# Try it
The output is the lines below from the one with "Target: wooden dock walkway" through the one with "mark the waterfront", both included, printed exactly and with no other line.

Records from a data collection:
####

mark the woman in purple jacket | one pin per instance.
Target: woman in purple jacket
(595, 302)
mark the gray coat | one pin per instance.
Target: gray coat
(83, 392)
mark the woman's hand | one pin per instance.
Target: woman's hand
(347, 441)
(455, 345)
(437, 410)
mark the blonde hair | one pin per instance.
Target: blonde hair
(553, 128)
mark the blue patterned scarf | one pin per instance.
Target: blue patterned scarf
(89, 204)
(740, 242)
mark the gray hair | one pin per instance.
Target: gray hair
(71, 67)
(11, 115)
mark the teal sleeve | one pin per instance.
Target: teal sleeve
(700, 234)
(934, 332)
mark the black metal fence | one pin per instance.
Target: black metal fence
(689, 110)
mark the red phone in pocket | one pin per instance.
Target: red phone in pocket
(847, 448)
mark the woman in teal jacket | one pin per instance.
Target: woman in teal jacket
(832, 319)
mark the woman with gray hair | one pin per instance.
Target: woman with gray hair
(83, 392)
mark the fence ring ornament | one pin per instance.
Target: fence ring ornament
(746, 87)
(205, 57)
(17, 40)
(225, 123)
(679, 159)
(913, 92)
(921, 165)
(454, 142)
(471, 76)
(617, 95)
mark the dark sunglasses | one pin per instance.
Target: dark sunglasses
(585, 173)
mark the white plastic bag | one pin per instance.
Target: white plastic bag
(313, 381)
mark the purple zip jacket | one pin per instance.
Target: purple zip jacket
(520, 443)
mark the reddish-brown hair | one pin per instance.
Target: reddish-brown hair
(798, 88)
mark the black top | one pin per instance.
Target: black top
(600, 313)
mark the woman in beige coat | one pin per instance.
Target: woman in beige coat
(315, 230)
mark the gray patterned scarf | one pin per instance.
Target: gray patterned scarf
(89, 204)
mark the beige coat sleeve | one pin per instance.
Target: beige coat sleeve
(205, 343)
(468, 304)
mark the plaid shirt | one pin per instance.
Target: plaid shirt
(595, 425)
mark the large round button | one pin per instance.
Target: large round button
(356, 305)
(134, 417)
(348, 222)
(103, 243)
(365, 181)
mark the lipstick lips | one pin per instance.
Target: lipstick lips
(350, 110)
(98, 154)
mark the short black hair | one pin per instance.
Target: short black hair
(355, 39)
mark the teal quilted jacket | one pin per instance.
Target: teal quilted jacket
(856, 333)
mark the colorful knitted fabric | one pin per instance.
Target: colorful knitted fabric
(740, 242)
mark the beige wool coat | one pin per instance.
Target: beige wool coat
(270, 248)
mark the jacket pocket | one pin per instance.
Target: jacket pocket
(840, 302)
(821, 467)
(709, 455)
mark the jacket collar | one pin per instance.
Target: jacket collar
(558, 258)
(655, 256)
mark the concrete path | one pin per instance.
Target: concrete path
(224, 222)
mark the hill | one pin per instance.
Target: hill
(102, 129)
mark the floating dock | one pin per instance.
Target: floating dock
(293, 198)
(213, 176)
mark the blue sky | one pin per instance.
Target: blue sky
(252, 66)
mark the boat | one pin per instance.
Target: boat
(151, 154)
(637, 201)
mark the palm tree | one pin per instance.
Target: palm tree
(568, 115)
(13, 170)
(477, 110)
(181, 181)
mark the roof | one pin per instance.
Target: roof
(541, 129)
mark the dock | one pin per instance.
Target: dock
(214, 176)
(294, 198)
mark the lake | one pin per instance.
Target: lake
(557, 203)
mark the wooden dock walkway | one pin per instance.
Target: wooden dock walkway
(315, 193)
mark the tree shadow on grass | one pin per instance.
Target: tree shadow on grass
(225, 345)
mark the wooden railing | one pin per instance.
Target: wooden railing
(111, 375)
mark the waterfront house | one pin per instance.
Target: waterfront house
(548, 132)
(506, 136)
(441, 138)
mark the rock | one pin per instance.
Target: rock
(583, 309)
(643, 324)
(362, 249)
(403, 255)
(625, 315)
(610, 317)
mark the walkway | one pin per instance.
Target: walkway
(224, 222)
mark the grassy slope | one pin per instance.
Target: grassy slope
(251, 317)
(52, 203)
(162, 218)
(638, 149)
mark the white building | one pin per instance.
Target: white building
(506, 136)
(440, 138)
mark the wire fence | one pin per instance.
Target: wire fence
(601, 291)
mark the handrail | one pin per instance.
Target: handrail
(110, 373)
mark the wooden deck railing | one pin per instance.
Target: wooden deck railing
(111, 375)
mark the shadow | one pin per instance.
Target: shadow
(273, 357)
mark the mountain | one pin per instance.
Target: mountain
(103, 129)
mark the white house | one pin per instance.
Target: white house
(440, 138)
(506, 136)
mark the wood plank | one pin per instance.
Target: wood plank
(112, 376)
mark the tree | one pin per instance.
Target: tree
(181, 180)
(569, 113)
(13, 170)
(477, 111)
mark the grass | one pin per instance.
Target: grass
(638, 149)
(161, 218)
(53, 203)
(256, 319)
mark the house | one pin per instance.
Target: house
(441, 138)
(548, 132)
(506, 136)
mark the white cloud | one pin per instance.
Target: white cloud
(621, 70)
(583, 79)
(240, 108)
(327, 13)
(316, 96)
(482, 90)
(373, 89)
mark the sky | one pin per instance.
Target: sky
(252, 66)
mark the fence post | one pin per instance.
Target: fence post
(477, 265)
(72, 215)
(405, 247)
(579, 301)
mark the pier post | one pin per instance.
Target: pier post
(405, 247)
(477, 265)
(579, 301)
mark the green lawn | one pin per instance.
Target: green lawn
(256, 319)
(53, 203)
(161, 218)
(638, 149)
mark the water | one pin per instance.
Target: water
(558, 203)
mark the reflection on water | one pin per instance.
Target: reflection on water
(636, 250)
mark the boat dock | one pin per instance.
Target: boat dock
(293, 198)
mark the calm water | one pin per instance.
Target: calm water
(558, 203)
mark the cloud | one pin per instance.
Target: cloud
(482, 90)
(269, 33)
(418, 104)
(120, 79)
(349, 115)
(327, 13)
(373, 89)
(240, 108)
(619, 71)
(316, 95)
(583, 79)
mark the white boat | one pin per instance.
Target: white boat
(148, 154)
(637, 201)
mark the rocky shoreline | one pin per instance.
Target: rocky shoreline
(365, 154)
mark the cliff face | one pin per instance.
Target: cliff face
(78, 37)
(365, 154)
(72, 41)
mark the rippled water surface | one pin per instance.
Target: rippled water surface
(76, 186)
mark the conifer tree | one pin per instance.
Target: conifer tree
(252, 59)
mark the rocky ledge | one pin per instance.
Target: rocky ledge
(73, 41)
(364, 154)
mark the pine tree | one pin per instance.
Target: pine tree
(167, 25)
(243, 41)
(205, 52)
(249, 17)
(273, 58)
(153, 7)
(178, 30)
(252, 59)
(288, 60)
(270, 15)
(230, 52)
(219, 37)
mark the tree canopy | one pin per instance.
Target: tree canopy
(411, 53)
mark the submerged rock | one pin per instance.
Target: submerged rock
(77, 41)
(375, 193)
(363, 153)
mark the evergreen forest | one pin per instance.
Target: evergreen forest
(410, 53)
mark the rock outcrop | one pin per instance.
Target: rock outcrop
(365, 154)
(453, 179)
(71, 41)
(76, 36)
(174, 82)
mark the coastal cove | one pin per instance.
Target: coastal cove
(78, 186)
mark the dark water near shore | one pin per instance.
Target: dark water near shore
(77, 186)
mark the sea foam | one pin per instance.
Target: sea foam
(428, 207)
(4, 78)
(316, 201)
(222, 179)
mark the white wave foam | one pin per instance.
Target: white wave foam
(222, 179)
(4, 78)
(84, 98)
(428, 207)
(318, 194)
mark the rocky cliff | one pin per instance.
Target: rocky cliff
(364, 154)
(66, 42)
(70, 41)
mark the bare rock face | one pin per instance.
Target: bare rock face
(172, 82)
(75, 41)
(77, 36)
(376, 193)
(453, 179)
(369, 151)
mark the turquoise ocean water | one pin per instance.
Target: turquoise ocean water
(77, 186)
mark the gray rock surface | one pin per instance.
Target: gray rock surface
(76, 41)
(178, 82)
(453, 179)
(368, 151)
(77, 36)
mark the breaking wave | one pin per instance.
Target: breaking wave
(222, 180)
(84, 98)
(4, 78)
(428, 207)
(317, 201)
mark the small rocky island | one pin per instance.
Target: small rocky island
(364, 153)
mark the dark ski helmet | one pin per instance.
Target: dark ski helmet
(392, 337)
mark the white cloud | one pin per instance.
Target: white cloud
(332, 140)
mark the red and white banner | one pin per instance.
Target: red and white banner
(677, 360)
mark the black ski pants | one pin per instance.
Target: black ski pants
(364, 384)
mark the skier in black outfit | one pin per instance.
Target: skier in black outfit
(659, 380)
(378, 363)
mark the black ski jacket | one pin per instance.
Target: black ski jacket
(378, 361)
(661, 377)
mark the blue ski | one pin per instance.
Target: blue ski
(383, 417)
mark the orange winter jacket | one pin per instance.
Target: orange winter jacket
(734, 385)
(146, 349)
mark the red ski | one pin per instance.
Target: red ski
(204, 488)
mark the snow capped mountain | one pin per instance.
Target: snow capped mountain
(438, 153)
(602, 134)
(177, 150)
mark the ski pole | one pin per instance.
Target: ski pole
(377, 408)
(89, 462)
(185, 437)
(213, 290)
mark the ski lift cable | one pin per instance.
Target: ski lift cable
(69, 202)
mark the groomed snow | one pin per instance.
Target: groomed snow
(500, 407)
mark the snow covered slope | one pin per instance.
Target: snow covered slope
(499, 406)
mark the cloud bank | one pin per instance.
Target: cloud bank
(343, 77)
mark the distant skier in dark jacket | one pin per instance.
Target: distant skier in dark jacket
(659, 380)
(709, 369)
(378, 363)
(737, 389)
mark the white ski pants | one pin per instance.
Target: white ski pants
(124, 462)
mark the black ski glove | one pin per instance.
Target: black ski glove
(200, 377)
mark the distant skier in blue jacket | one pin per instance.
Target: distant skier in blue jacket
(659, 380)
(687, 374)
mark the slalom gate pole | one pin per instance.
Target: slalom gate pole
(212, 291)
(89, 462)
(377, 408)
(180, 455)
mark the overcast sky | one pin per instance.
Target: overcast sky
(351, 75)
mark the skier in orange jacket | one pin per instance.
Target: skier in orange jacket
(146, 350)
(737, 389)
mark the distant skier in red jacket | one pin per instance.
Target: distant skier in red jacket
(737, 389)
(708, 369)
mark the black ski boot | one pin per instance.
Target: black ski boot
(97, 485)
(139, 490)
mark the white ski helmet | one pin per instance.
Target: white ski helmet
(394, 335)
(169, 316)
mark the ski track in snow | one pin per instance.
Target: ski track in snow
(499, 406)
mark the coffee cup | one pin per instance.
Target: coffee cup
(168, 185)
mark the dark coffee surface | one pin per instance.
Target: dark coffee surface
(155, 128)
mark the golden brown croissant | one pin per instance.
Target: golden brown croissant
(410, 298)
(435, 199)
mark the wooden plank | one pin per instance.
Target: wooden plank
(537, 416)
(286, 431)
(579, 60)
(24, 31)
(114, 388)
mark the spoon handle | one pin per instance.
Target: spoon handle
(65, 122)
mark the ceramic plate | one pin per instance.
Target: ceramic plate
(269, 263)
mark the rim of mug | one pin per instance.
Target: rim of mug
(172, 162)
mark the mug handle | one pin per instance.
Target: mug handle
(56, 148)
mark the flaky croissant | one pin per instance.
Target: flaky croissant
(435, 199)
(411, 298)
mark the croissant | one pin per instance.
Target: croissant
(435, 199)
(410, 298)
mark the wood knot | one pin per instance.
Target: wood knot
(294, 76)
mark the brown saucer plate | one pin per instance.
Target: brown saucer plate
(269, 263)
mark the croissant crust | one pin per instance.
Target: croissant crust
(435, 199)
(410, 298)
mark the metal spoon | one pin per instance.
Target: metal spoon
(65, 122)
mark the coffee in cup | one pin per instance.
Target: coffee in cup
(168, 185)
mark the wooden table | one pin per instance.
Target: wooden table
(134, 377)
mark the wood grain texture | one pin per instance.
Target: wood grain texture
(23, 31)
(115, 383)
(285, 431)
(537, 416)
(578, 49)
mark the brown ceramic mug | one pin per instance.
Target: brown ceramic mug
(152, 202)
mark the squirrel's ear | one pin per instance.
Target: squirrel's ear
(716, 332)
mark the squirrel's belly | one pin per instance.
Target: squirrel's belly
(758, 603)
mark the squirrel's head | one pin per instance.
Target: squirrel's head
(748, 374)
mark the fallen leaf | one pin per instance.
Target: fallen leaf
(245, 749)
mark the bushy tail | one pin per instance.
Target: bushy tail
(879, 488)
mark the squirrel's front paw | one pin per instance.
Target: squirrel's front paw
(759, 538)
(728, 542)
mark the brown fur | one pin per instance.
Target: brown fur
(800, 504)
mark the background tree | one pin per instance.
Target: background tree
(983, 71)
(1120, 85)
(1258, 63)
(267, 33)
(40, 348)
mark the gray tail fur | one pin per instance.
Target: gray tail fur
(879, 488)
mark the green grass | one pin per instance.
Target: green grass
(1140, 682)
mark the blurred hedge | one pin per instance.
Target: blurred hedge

####

# Result for this exercise
Target: wooden dock walkway
(315, 193)
mark the tree shadow on grass | one pin per instance.
Target: tree shadow on grass
(225, 345)
mark the wooden railing | one pin per instance.
Target: wooden railing
(111, 375)
mark the waterfront house | one pin per instance.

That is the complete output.